[Point localization data]
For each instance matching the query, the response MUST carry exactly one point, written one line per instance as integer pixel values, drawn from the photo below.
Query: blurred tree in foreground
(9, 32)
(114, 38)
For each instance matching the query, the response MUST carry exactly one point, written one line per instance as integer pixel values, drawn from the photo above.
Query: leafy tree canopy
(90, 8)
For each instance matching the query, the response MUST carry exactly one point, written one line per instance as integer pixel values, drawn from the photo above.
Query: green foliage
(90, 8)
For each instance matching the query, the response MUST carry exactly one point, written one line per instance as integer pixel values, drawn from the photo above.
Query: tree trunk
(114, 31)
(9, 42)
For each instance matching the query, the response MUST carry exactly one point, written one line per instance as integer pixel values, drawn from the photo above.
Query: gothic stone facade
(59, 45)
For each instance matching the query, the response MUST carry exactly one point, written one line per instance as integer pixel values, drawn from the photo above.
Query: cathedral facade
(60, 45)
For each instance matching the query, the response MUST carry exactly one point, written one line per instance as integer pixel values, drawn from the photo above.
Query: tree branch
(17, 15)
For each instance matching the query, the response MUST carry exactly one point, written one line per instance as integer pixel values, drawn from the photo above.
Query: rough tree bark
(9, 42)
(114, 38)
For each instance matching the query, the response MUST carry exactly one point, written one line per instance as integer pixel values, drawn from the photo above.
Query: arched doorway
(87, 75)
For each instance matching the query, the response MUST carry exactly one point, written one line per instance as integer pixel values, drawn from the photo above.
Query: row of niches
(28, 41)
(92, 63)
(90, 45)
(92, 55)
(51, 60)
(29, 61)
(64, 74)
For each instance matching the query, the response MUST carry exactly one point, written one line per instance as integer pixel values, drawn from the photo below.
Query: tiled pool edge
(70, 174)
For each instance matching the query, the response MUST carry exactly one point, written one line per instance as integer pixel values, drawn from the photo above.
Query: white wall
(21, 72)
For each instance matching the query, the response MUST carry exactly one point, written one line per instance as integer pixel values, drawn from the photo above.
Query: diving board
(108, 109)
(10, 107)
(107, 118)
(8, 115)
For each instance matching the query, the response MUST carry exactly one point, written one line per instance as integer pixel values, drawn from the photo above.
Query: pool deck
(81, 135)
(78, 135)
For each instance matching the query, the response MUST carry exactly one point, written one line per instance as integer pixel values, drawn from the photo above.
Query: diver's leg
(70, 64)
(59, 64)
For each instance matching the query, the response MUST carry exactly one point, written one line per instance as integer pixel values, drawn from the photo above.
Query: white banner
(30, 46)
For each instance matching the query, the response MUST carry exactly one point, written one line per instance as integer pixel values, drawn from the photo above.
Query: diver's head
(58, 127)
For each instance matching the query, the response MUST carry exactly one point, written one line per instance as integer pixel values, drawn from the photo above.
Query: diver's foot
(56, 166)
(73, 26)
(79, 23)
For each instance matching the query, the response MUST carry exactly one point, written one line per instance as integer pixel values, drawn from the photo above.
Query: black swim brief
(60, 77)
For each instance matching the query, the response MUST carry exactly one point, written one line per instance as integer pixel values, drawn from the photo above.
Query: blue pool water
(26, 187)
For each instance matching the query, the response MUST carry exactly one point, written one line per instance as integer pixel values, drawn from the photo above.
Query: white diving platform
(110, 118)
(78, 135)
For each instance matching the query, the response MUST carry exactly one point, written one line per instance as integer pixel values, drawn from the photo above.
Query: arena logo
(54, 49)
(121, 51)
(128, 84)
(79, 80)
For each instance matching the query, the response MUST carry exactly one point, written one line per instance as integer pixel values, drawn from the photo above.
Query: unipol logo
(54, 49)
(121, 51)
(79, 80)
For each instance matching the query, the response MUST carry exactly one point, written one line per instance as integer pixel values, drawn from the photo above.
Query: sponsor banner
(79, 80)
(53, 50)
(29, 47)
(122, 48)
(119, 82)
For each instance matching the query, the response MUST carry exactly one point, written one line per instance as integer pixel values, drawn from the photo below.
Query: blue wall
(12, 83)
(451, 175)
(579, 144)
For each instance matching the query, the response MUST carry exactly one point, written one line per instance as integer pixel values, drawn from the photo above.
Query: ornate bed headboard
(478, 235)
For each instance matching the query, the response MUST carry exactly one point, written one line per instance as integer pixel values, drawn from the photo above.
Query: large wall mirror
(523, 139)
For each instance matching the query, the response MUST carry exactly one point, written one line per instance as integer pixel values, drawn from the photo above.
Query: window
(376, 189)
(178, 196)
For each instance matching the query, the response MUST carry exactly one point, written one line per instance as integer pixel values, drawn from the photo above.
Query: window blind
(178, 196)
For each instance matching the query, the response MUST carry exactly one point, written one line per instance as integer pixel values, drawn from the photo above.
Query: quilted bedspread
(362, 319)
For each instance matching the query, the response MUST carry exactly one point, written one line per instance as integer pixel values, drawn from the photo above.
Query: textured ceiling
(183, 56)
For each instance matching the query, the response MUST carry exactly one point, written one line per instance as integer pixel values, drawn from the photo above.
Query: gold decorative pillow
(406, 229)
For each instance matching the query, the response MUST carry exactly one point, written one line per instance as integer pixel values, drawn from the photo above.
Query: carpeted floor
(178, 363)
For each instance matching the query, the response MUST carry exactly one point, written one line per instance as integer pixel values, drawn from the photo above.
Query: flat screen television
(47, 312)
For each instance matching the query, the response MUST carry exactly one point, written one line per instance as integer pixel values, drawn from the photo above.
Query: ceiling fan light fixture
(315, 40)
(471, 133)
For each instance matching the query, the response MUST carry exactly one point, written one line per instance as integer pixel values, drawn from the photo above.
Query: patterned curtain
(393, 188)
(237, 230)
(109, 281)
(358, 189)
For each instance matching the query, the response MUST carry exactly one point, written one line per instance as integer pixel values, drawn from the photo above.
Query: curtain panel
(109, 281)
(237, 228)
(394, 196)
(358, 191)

Problem to solve =
Your task is to output the full set of records exactly as presented.

Your response =
For each instance matching the query, the response MUST carry exactly one point, written one line per instance as integer pixel values, drawn from the photo below.
Query: blurred tree in foreground
(9, 32)
(114, 38)
For each instance matching the query, the response MUST carry exactly one point, written one line per instance as integer pixel values, drawn from the photo above.
Query: leafy tree canopy
(90, 8)
For each instance matching the query, the response MUST carry exactly one point, written one line per instance as integer pixel values, drawn from the photo above.
Query: green foliage
(90, 8)
For each instance matching the query, the response MUST carry exactly one point, written one line per instance as integer pixel values, drawn from the photo above.
Query: tree trunk
(114, 31)
(9, 42)
For each instance matching the query, the response MUST carry exactly one point, written one line per instance as integer pixel values, drawn from the photo above.
Query: gothic stone facade
(59, 45)
For each instance matching the query, the response MUST carry exactly one point, written one line per instance as integer pixel values, drawn from the photo above.
Query: cathedral facade
(60, 45)
For each instance matching the query, the response MUST carry exactly one point, written one line per instance as integer pixel values, drawn from the photo above.
Query: tree branch
(17, 15)
For each instance matching the query, the response MUST carry exactly one point, written one line per instance as integer pixel values, drawn from the photo above.
Query: rough tree bark
(9, 42)
(114, 38)
For each instance matching the query, the response MUST carry exactly one point, written one line per instance as integer pixel values, drawn from the photo above.
Query: arched doorway
(87, 75)
For each instance matching the query, the response MUST carry exactly one point, written one line per instance as integer pixel values, drawn from the photo above.
Query: row of niches
(28, 41)
(92, 63)
(90, 45)
(92, 55)
(51, 60)
(29, 61)
(64, 74)
For each instance matching the query, the response MUST carry exactly one point, written one line per instance as integer pixel values, drawn from the photo below.
Query: tiled pool edge
(70, 174)
For each instance matching the query, the response MUST carry exactly one point, written one line per instance as integer pixel values, drawn from the photo above.
Query: white wall
(21, 72)
For each instance matching the query, the response MUST carry exactly one point, written one line per instance as integer pixel values, drawn from the photo above.
Query: diving board
(108, 109)
(10, 107)
(107, 118)
(8, 115)
For each instance matching the query, the response MUST carry exactly one point, written one line per instance as integer pixel values, drawn from the photo above.
Query: pool deck
(81, 135)
(78, 135)
For each instance matching the query, the response MUST carry exactly one point, written one line per instance as integer pixel values, drawn from the photo above.
Query: diver's leg
(70, 64)
(59, 64)
For each instance matching the query, the response MUST carry exactly one point, written one line per instance as integer pixel values, drawn from the photo above.
Query: white banner
(30, 46)
For each instance matching the query, the response MUST carry exactly one point, written one line per instance as integer pixel values, drawn from the photo above.
Query: diver's head
(58, 127)
For each instance matching the query, the response MUST carry exactly one point, written one line per instance as integer pixel values, drawn from the photo above.
Query: diver's foot
(56, 166)
(73, 26)
(79, 23)
For each instance matching the query, the response MUST carry exactly one point, written one line per instance as integer pixel values, drawn from the photo above.
Query: black swim brief
(60, 77)
For each instance matching the query, the response MUST carry exactly one point, written one line per instance as integer pixel values, drawn from the photo above.
Query: blue pool water
(26, 187)
For each instance matching the query, the response MUST carry exactly one point, written one line per instance as integer pixel values, drawn from the photo above.
Query: white diving platform
(110, 118)
(78, 135)
For each instance matching the query, the response MUST carry exactly one point, written one line per instance as integer pixel values, drawn from the photo above.
Query: arena logo
(54, 49)
(121, 51)
(128, 84)
(79, 80)
For each instance matching the query, the response MUST carry exactly one point, written one line per instance as integer pixel values, drawn from the photo above.
Query: unipol logo
(54, 49)
(121, 51)
(79, 80)
For each instance matching the query, the response MUST carry exactly one point, written one line per instance as integer pixel values, drawn from the photo above.
Query: sponsor banner
(79, 80)
(53, 50)
(29, 47)
(122, 48)
(119, 82)
For each instance matching the query, the response MUST carry exactly one point, written one line per instance as integer pixel values, drawn from the photo below.
Query: blue wall
(12, 83)
(451, 175)
(579, 144)
For each instance matching the query, the response MUST carry exactly one point, written one line per instance as integer pixel values, drawn from the photo above.
Query: ornate bed headboard
(478, 235)
For each instance matching the query, the response MUST carry exactly one point, written one line per instance as integer pixel values, drawn from the photo above.
Query: large wall mirror
(523, 139)
For each instance matching the query, the response MUST carry exactly one point, written one line per instance as integer pixel values, drawn from the photo above.
Query: window
(376, 189)
(178, 196)
For each instance matching the query, the response MUST carry exactly one point, written one line per instance as integer pixel values, drawn from the photo above.
Query: window blind
(178, 196)
For each instance matching the query, the response MUST carry exactly one point, written one line per instance as integer pixel values, drawn from the photo above.
Query: quilted bedspread
(362, 319)
For each instance matching the query, the response MUST carry exactly one point, written one line per instance as integer pixel values, drawn from the photo above.
Query: textured ceiling
(183, 56)
For each instance matching the query, the response MUST carry exactly one point, written one line per instance as integer pixel values, drawn from the photo above.
Query: gold decorative pillow
(406, 229)
For each instance matching the query, the response MUST carry exactly one point, written one line per instance as integer pixel values, drawn from the photo above.
Query: carpeted floor
(178, 363)
For each instance matching the query, the response MUST carry exactly one point, written one line per instance as integer pixel values, drawn from the photo above.
Query: flat screen television
(47, 312)
For each instance matching the query, the response MUST carry exactly one point, written one line per instance as integer pixel values, drawn from the photo above.
Query: ceiling fan light fixture
(315, 40)
(471, 133)
For each instance matching the query, the response MUST carry exactly one point, written one line per instance as integer pixel values, drawn from the photo above.
Query: patterned curtain
(393, 188)
(237, 230)
(109, 281)
(358, 189)
For each instance matching the query, the response MUST carry exactly one point, written one line per instance as integer pixel values, drawn from the photo above.
Query: curtain panel
(109, 281)
(237, 228)
(394, 196)
(358, 191)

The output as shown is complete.